# Textauszug

Mit seiner Apotheke in der Tasche und dem Labor im Magen analysierte er über 300 Kräuter. Mehrmals vergiftete er sich und schwebte in Lebensgefahr. Schließlich sortierte er die 20 nützlichsten und sichersten Medikamente aus.
Die Energie zirkuliert in unserem Körper wie ein Kreis. Das Blut und andere Körperflüssigkeiten tragen die Nährstoffe aus den Organen zu den Gliedern, von innen nach außen für unsere Aktivitäten. Diesen »Dampf« der Flüssigkeiten nennen die Chinesen »Qi«. Es bildet ein Netzwerk, die so genannten Meridiane oder Qi-Leitbahnen.
Wie drei Schichten eines Blütenblattes, liegen die Qi-Leitbahnen innen, in der Mitte und außerhalb unseres Körpers. Essen und Getränke werden in verschiedenen Organen eingedampft. Dieser Energiedampf strahlt aus vom inneren Körper zur mittleren Schicht. Außen, rund um die Haut, bildet er eine Schutzschicht. Äußere »Energieschläge« wie Wind, Hitze, Feuchtigkeit, Trockenheit und Kälte dringen in unseren Körper und in die verschiedenen Schichten ein.

# Zu erledigen
1. Nenne alle äußeren »Energieschläge«, die laut dem Textauszug über das Qi in den Körper eindringen.
2. Beschreibe in ein bis drei Sätzen, wie laut dem Textauszug über das Qi die Schutzschicht rund um die Haut entsteht.
3. Setze den Textauszug über das Qi und die Leitbahnen im Körper nach seinem letzten Satz fort.

# Die Daten
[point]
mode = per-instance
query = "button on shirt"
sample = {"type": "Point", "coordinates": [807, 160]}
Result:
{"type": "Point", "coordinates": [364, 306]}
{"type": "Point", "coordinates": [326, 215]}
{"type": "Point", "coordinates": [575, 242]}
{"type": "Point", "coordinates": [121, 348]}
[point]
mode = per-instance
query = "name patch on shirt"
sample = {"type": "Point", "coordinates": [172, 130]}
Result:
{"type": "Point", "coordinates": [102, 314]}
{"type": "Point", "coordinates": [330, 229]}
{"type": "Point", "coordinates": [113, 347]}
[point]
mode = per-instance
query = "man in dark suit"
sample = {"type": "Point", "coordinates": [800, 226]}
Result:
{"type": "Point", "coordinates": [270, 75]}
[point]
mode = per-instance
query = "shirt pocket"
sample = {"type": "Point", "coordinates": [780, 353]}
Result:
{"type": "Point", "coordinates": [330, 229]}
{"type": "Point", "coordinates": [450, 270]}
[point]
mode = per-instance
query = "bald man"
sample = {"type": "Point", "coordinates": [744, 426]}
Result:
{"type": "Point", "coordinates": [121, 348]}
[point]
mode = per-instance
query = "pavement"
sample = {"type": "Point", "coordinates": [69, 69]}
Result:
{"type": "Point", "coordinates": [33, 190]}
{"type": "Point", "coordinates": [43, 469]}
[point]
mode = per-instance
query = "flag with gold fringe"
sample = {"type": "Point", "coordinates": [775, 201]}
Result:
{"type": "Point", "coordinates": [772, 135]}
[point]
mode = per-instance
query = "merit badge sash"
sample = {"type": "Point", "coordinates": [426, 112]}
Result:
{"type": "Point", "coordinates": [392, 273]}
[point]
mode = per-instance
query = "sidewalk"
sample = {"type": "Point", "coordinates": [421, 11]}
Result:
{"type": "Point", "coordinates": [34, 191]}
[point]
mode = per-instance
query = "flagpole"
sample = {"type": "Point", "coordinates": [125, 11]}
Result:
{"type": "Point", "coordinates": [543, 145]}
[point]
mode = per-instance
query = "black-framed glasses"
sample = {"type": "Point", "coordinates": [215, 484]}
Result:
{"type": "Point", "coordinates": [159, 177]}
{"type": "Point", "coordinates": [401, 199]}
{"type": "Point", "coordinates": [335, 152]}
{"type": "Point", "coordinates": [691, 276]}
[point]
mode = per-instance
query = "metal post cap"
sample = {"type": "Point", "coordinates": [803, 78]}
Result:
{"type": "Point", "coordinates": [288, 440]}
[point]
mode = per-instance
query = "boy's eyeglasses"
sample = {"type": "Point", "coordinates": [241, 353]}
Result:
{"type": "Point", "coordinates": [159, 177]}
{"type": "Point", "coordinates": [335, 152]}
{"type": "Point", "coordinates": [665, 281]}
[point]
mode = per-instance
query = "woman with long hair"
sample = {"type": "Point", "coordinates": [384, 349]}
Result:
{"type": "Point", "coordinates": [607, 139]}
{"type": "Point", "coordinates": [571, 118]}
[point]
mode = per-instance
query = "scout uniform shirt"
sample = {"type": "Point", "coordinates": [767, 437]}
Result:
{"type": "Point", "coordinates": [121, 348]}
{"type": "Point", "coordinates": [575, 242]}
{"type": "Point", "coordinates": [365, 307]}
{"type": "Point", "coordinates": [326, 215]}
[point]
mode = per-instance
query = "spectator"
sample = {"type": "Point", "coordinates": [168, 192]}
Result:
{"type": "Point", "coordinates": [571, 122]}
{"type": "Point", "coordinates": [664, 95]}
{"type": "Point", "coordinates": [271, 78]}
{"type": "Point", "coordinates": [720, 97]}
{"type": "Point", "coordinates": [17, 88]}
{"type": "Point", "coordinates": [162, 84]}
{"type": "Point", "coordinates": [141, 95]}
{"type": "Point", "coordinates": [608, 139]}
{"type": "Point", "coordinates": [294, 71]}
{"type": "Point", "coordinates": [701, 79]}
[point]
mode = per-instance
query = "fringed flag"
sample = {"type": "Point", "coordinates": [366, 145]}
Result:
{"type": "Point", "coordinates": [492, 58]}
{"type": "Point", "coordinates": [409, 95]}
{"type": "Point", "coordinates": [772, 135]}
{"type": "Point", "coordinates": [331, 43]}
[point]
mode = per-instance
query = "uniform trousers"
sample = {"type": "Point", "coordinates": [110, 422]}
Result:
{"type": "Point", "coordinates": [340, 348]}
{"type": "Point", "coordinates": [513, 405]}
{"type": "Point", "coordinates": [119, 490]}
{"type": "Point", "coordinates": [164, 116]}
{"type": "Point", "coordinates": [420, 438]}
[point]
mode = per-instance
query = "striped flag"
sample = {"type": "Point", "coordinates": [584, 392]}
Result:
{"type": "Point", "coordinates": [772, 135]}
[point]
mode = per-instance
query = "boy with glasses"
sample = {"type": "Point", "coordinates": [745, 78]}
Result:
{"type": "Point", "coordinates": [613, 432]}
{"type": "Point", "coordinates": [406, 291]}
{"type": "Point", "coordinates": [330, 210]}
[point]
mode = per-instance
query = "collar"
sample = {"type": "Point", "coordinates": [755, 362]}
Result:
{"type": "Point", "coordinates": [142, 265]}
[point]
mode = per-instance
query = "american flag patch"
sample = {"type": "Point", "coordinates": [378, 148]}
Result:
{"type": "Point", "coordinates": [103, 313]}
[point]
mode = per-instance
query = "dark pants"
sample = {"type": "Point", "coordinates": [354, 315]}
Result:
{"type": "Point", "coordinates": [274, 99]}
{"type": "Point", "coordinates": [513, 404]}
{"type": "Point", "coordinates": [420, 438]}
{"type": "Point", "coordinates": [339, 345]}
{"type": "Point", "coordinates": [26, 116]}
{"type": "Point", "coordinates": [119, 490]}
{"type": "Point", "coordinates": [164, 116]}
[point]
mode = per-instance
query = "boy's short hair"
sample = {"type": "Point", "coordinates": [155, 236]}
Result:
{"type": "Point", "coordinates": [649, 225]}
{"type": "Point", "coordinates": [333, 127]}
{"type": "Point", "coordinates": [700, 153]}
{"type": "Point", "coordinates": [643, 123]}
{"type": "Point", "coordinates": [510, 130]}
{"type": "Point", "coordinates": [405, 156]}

# Lösungen
1. Wind, Hitze, Feuchtigkeit, Trockenheit und Kälte.

2. Essen und Getränke werden in verschiedenen Organen eingedampft. Dieser Energiedampf strahlt vom inneren Körper zur mittleren Schicht aus und bildet außen, rund um die Haut, eine Schutzschicht.

3.
»Stellen Sie sich vor, Sie beobachten eine Autobahn aus der Luft«, vergleicht Wei Ren die Energiebahnen. »Wenn der Verkehr langsamer wird, wissen Sie, es muss weiter vorne einen Unfall gegeben haben oder die Autobahn ist abgenutzt und in einem schlechten Zustand.«

Durch das Testen der wichtigen Stellen an den Armen, Beinen und am Hals kann ein erfahrener Arzt sich ein Bild von der Energie und dem Kreislauf der Körperflüssigkeiten im Körper machen. Gibt es ein Problem, kann er mit spezieller Medizin oder Akupunktur den Verkehr von Qi und Körperflüssigkeit wieder zurück in die richtige Richtung leiten. Ist die Autobahn zu voll oder zu leer, wird Energie zugeführt oder entzogen. Das Ziel ist es, den ganzen Verkehr wieder fließen zu lassen. Kein Teil der Autobahn sollte überlastet oder zu wenig verwendet werden.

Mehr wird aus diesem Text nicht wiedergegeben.